Transcreva todo o material abaixo sem mudar nada, deixando as imagens de fora.

*MATERIAL BRUTO*.

↓↓↓

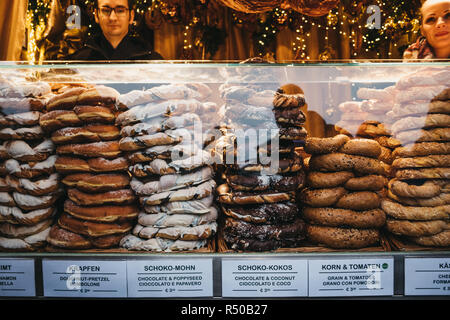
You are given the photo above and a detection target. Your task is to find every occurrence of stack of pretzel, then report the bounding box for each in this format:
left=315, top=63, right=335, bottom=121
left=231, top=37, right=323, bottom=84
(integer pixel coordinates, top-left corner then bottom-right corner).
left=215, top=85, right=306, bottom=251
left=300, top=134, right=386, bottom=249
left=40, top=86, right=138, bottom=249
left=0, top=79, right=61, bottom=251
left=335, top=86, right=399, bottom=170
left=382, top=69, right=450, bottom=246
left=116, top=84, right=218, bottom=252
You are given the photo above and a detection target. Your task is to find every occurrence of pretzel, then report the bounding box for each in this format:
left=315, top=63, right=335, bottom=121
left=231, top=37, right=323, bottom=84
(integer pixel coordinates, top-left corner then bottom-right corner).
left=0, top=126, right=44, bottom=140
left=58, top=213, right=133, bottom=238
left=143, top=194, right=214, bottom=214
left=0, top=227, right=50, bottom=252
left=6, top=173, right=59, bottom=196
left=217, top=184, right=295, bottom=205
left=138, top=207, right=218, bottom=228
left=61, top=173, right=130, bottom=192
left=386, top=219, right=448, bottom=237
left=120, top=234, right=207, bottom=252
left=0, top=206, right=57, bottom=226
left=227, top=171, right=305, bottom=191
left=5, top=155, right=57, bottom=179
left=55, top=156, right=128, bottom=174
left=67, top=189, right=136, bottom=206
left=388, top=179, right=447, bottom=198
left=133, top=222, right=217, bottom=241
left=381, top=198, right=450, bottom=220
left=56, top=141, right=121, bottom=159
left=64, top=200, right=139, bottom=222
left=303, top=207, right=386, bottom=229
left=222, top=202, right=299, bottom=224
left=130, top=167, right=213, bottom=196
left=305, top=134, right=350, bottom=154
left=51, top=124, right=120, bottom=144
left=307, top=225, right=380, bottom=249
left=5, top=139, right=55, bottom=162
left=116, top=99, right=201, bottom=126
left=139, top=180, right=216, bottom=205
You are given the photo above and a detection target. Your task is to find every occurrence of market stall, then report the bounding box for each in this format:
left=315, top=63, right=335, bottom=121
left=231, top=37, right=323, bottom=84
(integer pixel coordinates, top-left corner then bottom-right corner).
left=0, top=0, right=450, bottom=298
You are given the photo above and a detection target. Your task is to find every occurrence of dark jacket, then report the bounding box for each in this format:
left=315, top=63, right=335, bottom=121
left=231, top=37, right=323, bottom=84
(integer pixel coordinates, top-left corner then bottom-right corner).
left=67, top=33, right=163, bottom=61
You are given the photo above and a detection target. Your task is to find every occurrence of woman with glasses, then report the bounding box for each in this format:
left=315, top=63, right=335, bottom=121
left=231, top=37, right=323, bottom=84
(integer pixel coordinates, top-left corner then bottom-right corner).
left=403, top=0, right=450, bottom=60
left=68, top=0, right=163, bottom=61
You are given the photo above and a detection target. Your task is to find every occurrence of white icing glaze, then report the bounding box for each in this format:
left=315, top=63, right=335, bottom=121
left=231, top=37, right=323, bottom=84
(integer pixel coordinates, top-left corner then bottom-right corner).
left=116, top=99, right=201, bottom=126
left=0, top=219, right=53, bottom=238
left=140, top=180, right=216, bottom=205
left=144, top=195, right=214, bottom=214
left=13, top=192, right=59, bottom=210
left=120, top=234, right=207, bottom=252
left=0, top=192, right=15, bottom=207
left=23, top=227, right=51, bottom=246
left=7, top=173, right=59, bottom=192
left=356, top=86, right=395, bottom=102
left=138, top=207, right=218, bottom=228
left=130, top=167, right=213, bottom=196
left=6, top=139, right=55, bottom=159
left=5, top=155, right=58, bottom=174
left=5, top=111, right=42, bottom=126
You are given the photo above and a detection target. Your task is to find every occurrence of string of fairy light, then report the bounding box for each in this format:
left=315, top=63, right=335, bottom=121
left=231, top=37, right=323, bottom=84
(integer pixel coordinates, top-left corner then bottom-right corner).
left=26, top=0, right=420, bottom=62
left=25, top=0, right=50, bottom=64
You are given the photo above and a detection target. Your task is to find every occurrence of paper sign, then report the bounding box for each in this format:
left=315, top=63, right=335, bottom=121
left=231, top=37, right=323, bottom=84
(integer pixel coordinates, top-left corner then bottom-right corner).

↑↑↑

*RESPOSTA AO PROBLEMA*.
You are given the photo above and a detection target. Your task is to find every occurrence of stack of pretzel, then report the bounding box for each in this format:
left=315, top=63, right=335, bottom=121
left=231, top=37, right=323, bottom=84
(integer pixel coordinates, top-left corner then bottom-right corner).
left=215, top=85, right=306, bottom=251
left=300, top=134, right=386, bottom=249
left=40, top=86, right=138, bottom=249
left=0, top=79, right=61, bottom=251
left=335, top=86, right=399, bottom=170
left=382, top=69, right=450, bottom=246
left=116, top=84, right=218, bottom=252
You are given the photo above and a detection target. Your task is to find every occurrence of pretzel, then report the bounding box for each in this format:
left=315, top=63, right=335, bottom=121
left=231, top=37, right=323, bottom=84
(integer pixel coordinates, top-left corner then bottom-right corner).
left=0, top=126, right=44, bottom=140
left=58, top=213, right=133, bottom=238
left=143, top=194, right=214, bottom=214
left=0, top=227, right=50, bottom=252
left=6, top=173, right=59, bottom=196
left=217, top=184, right=295, bottom=205
left=138, top=207, right=218, bottom=228
left=61, top=173, right=130, bottom=192
left=386, top=219, right=448, bottom=237
left=120, top=234, right=207, bottom=252
left=0, top=206, right=57, bottom=226
left=227, top=171, right=305, bottom=191
left=5, top=155, right=57, bottom=179
left=55, top=156, right=128, bottom=174
left=67, top=189, right=136, bottom=206
left=388, top=179, right=447, bottom=198
left=133, top=222, right=217, bottom=241
left=381, top=198, right=450, bottom=220
left=56, top=141, right=121, bottom=159
left=64, top=200, right=139, bottom=222
left=303, top=207, right=386, bottom=229
left=222, top=202, right=299, bottom=224
left=130, top=167, right=213, bottom=196
left=305, top=134, right=350, bottom=154
left=51, top=124, right=120, bottom=144
left=307, top=225, right=380, bottom=249
left=5, top=139, right=55, bottom=162
left=116, top=99, right=201, bottom=126
left=139, top=180, right=216, bottom=205
You are given the photo above and a detection target. Your task is to find every occurrence of market stall, then report the bounding box for each in this format:
left=315, top=63, right=335, bottom=121
left=231, top=37, right=323, bottom=84
(integer pixel coordinates, top-left corner then bottom-right corner).
left=0, top=0, right=450, bottom=298
You are given the photo above and a detection target. Your task is to find every occurrence of dark jacket, then report the bounding box for each in this format:
left=315, top=63, right=335, bottom=121
left=231, top=37, right=323, bottom=84
(integer pixel coordinates, top-left corner then bottom-right corner).
left=67, top=33, right=163, bottom=61
You are given the photo above and a detection target. Your task is to find every occurrence of woman with glasses, then report the bounding box for each in this format:
left=315, top=63, right=335, bottom=121
left=231, top=37, right=323, bottom=84
(integer pixel coordinates, top-left corner then bottom-right corner).
left=403, top=0, right=450, bottom=60
left=68, top=0, right=163, bottom=61
You are given the photo above and a detection target. Your task is to find every occurrence of white icing glaze, then report the bounding box for each in this format:
left=315, top=63, right=335, bottom=121
left=231, top=37, right=323, bottom=84
(integer pixel coordinates, top-left corner then bottom-right corner).
left=116, top=99, right=201, bottom=126
left=0, top=219, right=53, bottom=238
left=140, top=180, right=216, bottom=205
left=144, top=195, right=214, bottom=214
left=13, top=192, right=59, bottom=210
left=120, top=234, right=207, bottom=252
left=0, top=192, right=15, bottom=207
left=23, top=227, right=51, bottom=246
left=7, top=173, right=59, bottom=192
left=356, top=86, right=395, bottom=102
left=138, top=207, right=218, bottom=228
left=130, top=167, right=213, bottom=196
left=6, top=139, right=55, bottom=159
left=5, top=155, right=58, bottom=174
left=5, top=111, right=42, bottom=126
You are given the photo above and a detection target. Your task is to find every occurrence of string of fairy light, then report the bounding box for each in this format:
left=315, top=63, right=335, bottom=121
left=231, top=37, right=323, bottom=84
(integer pixel coordinates, top-left corner then bottom-right corner).
left=26, top=0, right=420, bottom=62
left=25, top=0, right=50, bottom=64
You are given the photo above and a detection target. Your task is to find every occurrence of paper sign, then report the bounding box for each in this format:
left=315, top=63, right=335, bottom=121
left=231, top=37, right=323, bottom=84
(integer pixel coordinates, top-left corner then bottom-right corner).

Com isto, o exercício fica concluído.